Copy the lines below, replacing every "pixel coordinates" with "image coordinates" and leaving everything else unchanged. Omit the pictures from your answer.

^^^^

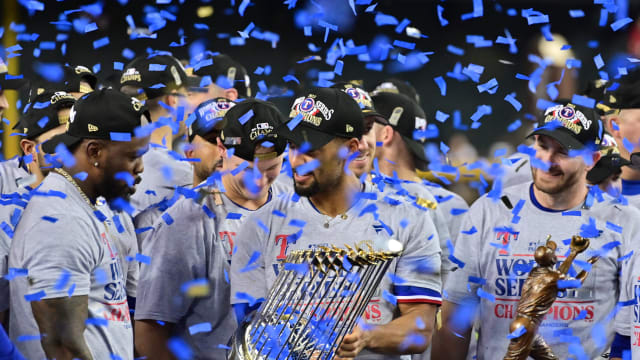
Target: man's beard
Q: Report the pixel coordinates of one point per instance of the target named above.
(316, 187)
(558, 187)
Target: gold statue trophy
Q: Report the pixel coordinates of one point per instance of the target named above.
(538, 294)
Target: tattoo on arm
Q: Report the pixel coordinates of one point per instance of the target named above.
(62, 323)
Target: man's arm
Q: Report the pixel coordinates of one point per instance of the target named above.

^^^^

SOLUTION TO THIS PROBLEM
Target: man's beard
Q: Report the image coordinates of one point per instance of the target named above.
(316, 187)
(558, 187)
Target: gold statue trophy
Q: Report the image coordinates of one point per instance of the target named above.
(538, 294)
Target: tattoo on arm
Q: Report the image coordinates of one point per instance of the target named above.
(62, 323)
Target: man's arm
Q: Report the image coordinates of one point per instance of the target named above.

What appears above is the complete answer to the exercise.